TASK BRIEF -
Only the number is wanted: how many lines of the data contain "overhang"?
-----
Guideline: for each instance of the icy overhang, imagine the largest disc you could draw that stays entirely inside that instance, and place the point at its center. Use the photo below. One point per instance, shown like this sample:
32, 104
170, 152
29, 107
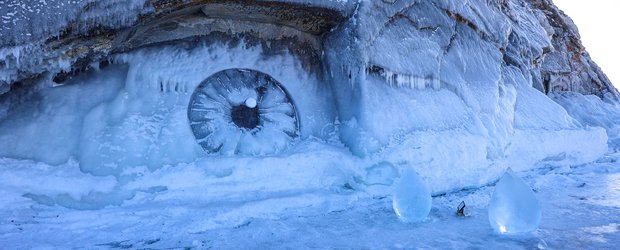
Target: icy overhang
-----
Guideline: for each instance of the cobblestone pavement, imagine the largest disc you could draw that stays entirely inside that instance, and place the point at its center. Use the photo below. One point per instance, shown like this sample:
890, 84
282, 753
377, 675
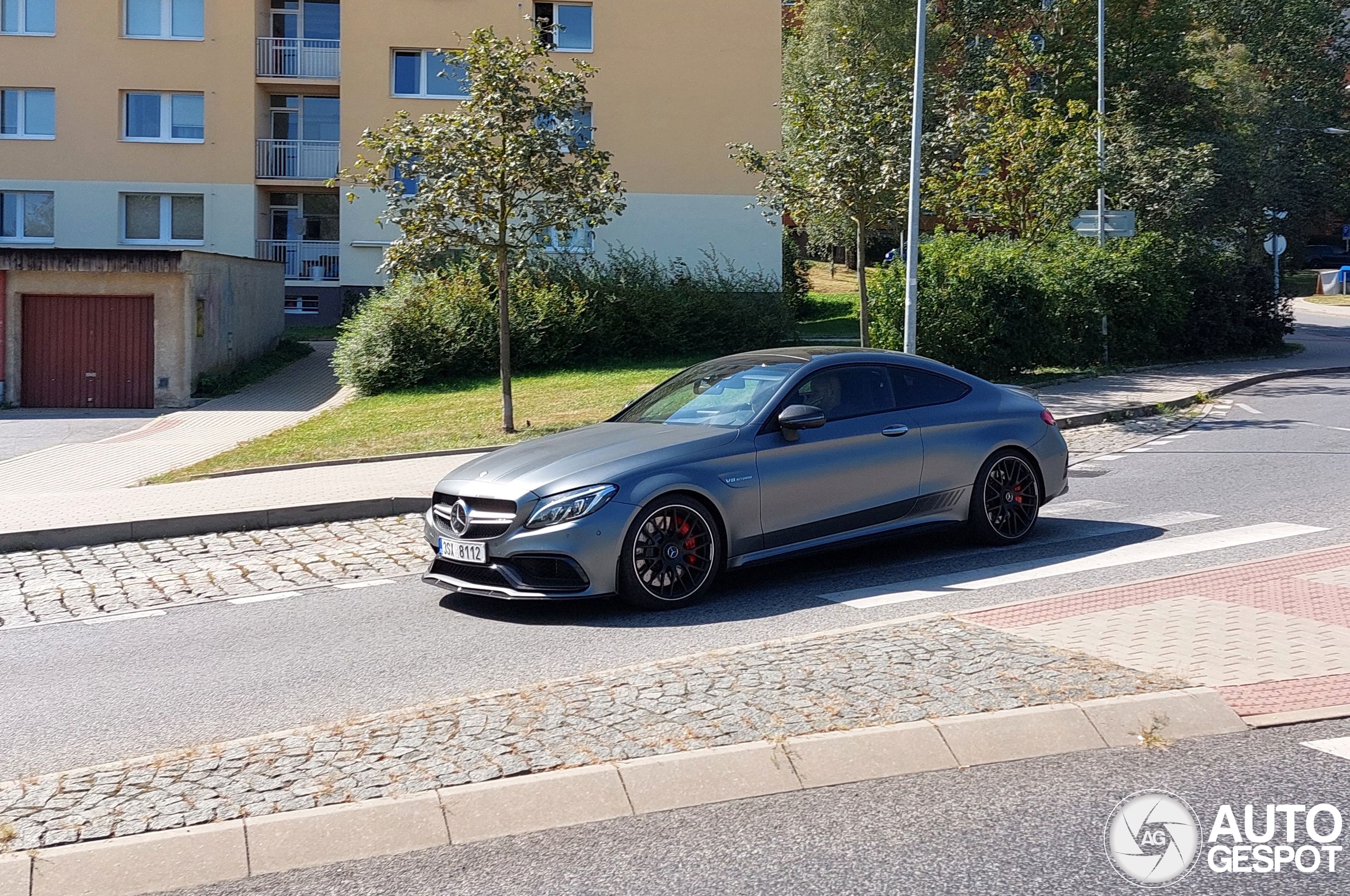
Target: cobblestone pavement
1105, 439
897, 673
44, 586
-----
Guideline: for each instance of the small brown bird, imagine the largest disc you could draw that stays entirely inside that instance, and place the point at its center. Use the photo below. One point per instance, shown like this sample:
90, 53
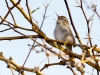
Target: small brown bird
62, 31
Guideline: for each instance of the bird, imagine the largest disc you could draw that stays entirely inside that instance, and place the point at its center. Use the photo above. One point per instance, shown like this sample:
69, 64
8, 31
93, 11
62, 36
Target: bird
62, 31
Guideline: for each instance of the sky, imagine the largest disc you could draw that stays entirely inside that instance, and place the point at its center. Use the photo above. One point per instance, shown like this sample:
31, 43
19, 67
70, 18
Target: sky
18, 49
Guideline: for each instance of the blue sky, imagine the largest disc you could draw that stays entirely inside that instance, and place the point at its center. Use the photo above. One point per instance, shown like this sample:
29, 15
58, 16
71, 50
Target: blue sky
-----
REPLY TO THE TASK -
2